WHAT YOU WILL DO:
a) Duplicate the stretch of the passage on C# references and strings from "You aren't modifying" through "a new string.", without changes.
b) Pick up the discussion of C# reference types and immutable strings at the point where it ends, and continue it.

** Begin GIVEN PASSAGE **

If, instead of Strings, you used (for example) cars, and changed a property, you'd see this is the case:
public class Car {
public String Color { get; set; }
}
Car A = new Car { Color = "Red" };
Car B = A;
B.Color = "Blue";
Console.WriteLine(A.Color); // Prints "Blue"
// What you are doing with the strings in your example is the equivalent of:
Car C = A;
C = new Car { Color = "Black" };
It's probably worth noting that it does not work this way for value types (integers, doubles, floats, longs, decimals, booleans, structs, etc). Those are copied by value, unless they are boxed as an Object.
You aren't modifying the reference to A. You are creating a whole new string. A still shows "abc", because it can't be changed by modifying B. Once you modify B, it points to a whole new object. Strings are immutable too, so any change to one creates a new string.
To further answer your question with non-immutable reference types, it is possible to modify the properties of an object that a variable points to and it will show the changed effect when you access other variables pointing to the same object. This does not mean however that you can have a variable point to a brand new object, and have other variables (that pointed to the old object) point to that new object automatically without modifying them as well.
Strings are immutable that's true. However you can resolve your issue by encapsulating string within a class and making A and B instances of that class. Then A = B should work.

** End GIVEN PASSAGE **
** Begin RECORD LIST **

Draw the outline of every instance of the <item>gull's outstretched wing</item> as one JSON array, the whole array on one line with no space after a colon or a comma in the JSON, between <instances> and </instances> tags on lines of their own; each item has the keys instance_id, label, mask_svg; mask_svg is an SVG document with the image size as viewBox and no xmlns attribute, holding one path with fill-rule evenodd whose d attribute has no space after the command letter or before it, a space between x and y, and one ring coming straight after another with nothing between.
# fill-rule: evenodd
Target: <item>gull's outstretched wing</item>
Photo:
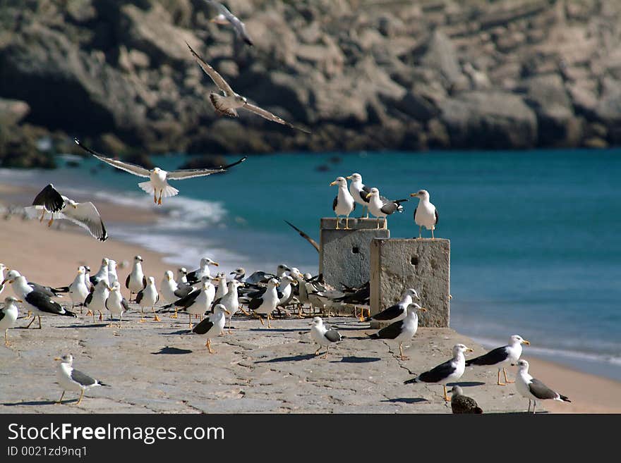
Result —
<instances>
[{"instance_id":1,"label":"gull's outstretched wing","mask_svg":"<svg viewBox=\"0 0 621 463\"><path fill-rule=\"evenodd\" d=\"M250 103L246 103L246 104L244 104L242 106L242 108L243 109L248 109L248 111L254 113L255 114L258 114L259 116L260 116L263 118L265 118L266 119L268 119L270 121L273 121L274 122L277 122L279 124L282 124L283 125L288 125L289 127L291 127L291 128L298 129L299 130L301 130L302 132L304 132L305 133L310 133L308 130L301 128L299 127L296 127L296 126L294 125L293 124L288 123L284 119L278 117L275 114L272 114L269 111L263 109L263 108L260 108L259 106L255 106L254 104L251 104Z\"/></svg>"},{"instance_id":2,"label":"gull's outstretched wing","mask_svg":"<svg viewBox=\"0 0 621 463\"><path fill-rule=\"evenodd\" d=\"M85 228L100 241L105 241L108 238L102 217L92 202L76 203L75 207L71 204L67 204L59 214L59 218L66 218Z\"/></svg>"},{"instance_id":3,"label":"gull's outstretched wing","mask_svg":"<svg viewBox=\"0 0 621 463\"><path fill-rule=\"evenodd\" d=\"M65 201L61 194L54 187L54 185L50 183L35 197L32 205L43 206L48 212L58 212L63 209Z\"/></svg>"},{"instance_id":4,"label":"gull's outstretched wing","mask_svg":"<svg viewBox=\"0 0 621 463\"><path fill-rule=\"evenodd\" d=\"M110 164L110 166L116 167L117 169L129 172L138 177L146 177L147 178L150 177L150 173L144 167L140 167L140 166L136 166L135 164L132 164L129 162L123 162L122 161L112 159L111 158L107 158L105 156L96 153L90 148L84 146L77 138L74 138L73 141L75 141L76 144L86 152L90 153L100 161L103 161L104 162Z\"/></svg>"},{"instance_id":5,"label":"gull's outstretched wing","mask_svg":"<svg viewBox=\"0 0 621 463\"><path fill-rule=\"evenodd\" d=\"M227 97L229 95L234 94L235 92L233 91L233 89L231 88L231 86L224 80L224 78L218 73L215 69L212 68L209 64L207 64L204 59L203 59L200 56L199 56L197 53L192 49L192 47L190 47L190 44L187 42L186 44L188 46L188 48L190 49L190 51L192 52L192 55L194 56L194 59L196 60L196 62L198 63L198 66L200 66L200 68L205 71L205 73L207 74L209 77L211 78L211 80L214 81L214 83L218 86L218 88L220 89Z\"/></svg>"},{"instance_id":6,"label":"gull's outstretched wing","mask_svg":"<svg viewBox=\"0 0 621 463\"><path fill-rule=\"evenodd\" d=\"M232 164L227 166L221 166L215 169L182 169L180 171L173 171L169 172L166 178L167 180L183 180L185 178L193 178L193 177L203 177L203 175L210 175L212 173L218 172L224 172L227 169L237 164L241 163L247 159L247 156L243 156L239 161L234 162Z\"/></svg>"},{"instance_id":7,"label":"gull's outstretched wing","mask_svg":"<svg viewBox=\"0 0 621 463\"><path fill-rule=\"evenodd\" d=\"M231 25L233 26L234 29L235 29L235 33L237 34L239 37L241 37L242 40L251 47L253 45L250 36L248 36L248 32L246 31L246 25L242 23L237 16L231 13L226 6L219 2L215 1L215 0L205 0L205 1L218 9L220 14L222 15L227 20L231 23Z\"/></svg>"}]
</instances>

** End RECORD LIST **
** Begin RECORD LIST **

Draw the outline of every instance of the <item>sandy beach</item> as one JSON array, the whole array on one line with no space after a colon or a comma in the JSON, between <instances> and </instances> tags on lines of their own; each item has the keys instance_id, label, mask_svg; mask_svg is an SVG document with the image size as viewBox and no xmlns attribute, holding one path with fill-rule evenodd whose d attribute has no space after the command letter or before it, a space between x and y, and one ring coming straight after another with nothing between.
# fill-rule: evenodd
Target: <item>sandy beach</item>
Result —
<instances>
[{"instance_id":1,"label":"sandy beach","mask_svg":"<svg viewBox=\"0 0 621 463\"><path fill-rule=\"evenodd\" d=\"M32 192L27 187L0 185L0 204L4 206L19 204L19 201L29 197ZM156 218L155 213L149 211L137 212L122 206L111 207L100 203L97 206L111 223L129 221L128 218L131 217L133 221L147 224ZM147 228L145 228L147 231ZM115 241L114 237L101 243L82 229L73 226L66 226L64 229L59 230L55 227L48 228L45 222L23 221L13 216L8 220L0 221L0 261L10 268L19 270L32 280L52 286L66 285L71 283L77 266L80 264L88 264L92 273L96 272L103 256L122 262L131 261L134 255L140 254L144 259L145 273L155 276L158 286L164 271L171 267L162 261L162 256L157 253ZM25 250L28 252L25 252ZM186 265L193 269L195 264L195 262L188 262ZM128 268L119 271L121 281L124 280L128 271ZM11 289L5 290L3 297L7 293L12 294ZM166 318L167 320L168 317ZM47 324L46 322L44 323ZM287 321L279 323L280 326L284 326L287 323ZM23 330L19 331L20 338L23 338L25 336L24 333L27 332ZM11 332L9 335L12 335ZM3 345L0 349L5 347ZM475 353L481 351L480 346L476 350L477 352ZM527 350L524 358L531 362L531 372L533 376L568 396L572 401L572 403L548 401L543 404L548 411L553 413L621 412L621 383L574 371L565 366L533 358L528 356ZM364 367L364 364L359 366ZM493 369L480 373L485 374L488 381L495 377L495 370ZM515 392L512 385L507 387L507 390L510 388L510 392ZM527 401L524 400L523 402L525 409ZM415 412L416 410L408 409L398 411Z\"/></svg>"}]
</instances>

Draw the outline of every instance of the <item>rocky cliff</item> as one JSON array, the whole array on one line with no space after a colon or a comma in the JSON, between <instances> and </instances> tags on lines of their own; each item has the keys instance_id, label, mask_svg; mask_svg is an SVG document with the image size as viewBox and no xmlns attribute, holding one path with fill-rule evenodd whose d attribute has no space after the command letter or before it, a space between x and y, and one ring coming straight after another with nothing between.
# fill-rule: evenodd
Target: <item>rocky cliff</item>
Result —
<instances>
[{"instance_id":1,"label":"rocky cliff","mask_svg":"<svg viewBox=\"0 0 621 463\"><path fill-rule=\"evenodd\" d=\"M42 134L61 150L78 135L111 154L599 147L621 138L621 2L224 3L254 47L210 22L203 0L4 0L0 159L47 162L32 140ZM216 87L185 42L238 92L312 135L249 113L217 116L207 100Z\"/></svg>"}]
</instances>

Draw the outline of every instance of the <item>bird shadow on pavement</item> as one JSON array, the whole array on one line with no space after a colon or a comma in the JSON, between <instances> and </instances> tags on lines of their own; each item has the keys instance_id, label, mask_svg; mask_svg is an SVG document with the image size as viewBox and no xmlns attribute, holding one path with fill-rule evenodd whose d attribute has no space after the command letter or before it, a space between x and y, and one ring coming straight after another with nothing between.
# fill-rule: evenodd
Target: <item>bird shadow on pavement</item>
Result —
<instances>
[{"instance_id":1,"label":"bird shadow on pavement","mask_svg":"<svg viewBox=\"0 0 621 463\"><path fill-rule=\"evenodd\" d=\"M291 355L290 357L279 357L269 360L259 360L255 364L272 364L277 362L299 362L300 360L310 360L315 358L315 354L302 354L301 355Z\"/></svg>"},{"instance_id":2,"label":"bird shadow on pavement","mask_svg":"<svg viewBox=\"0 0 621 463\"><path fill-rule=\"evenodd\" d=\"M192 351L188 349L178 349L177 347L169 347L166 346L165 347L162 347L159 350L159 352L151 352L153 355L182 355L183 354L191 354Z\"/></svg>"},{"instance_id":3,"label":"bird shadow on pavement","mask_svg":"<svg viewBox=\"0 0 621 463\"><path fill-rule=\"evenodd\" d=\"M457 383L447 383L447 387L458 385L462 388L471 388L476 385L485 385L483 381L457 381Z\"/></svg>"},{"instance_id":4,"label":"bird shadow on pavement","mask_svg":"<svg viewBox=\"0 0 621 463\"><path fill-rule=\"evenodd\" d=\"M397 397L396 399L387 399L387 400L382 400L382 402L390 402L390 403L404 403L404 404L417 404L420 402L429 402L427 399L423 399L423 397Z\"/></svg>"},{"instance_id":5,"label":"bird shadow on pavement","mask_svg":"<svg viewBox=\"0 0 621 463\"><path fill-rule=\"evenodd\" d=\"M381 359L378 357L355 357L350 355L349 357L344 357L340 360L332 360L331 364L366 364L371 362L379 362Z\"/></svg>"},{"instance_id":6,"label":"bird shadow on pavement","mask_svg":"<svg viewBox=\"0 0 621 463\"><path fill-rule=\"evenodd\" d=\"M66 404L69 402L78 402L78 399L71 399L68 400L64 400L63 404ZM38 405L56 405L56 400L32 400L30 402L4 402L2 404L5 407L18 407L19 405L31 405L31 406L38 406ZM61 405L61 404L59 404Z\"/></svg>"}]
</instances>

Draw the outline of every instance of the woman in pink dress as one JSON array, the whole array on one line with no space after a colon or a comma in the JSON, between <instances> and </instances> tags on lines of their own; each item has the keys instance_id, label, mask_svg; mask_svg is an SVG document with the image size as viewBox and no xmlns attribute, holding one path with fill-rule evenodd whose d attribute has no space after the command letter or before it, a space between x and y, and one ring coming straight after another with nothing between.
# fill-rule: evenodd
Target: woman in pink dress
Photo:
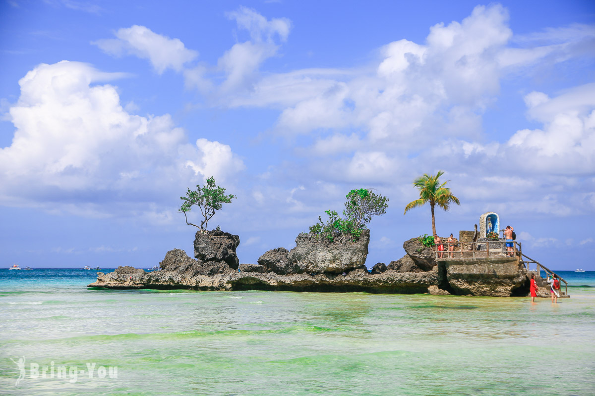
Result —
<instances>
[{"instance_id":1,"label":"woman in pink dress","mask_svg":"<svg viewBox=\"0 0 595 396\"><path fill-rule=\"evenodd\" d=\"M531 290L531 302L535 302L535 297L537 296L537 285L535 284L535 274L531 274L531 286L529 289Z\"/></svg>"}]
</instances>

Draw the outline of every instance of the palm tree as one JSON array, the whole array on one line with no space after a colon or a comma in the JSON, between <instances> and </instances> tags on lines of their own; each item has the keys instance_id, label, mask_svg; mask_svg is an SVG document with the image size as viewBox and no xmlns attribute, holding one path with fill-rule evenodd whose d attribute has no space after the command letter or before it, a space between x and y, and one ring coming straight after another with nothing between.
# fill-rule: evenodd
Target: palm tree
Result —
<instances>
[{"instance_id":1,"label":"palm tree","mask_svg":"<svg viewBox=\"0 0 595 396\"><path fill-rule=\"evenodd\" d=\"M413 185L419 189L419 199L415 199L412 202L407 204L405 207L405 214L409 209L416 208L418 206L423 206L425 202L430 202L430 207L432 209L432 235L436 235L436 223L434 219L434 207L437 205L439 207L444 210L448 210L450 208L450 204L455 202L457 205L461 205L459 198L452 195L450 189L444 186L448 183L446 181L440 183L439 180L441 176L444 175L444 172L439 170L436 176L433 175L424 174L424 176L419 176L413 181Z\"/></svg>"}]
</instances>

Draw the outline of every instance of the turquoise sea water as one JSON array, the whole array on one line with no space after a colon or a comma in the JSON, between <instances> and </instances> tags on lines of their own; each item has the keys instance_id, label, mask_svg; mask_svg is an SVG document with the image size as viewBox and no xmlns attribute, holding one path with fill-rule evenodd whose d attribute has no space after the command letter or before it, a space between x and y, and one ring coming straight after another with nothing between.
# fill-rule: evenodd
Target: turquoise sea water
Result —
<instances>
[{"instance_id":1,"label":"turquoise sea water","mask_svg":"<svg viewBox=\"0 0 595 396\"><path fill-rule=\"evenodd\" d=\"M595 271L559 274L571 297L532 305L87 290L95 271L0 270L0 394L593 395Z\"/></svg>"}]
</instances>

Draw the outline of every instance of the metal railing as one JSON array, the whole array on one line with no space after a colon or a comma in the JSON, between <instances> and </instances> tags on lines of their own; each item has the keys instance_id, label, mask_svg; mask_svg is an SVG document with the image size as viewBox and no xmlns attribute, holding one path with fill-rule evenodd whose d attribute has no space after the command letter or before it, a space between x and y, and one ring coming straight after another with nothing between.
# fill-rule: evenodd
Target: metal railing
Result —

** End RECORD LIST **
** Begin RECORD LIST **

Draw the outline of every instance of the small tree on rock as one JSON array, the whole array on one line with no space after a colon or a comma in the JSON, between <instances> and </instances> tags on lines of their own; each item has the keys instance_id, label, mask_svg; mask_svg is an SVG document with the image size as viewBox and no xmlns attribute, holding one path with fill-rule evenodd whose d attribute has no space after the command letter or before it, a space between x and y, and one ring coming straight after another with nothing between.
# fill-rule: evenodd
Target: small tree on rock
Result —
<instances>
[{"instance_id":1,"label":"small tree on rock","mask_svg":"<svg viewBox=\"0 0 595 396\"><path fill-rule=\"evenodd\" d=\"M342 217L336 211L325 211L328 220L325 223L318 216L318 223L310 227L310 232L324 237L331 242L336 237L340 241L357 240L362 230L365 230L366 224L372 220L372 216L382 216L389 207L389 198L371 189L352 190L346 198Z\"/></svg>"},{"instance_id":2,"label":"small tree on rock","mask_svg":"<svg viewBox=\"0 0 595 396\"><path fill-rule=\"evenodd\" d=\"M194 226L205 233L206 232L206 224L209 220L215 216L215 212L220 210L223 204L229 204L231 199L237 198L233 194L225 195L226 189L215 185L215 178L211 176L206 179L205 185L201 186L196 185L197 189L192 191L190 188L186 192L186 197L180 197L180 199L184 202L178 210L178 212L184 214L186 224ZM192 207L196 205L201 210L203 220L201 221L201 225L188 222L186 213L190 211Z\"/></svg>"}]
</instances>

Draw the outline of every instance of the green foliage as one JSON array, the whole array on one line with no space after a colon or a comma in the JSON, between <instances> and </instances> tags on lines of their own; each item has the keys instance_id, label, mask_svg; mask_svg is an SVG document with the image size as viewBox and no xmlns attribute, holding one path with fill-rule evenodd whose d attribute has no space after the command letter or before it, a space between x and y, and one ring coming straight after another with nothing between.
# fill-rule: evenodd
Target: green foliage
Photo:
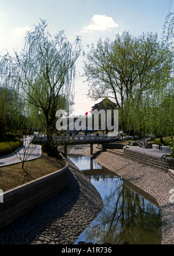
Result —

** End RECORD LIST **

ANSWERS BY TASK:
a)
You aren't modifying the reference to A. You are creating a whole new string. A still shows "abc", because it can't be changed by modifying B. Once you modify B, it points to a whole new object. Strings are immutable too, so any change to one creates a new string.

b)
public class ReferenceContainer<T>
{
public T Value {get;set;}
public ReferenceContainer(T item)
{
Value = item;
}
public override string ToString()
{
return Value.ToString();
}
public static implicit operator T (ReferenceContainer<T> item)
{
return Value;
}
}
var A = new ReferenceContainer<string>("X");
var B = A;
B.Value = "Y";
Console.WriteLine(A);// ----> Y
Console.WriteLine(B);// ----> Y
Strings are already references, after B = A then B.equals(A) will return true. However, when you do B = "abcd" you're doing the same thing, you're assigning B to a reference to the string literal.
What you are wanting to do is modify the data pointed to by the string, however, because Strings in .NET are immutable there is no way to do that.
Strings are special objects in C# because they are immutable, otherwise it would be by reference. You can run this snippet to see.
public class Foo
{
public string strA;
}
Foo A = new Foo() { strA = "abc" };
Foo B = A;
B.strA = "abcd";
Console.WriteLine(A.strA);// abcd
Console.WriteLine(B.strA);//abcd
All you do is this:
string A = "abc";
ref string B = ref A;
B = "abcd"; // A was assigned to B as reference, so changing B is the same as changing A
Console.WriteLine(A); // abcd
Console.WriteLine(B); // abcd
Related
Here is my c# code. Why a reference type doesn't update in C#, below is the code
class Program
{
public static void Main(string[] args)
{
var a = A.field;
A.field = "2";
Console.WriteLine(a);
Console.Read();
}
}
public static class A
{
public static string field = "1";
}
The result is 1, why??
public static void Main(string[] args)
{
var a = A.field; // `a` is now a reference to the string "1"
A.field = "2"; // `A.field` is now a reference to the string "2"
Console.WriteLine(a); // nothing else has changed, so `a` is still a reference to the string "1"
Console.Read();
}
So the answer to your question is basically: the reference doesn't update, because you're not changing the reference you're writing to the Console (a), but another reference (A.field).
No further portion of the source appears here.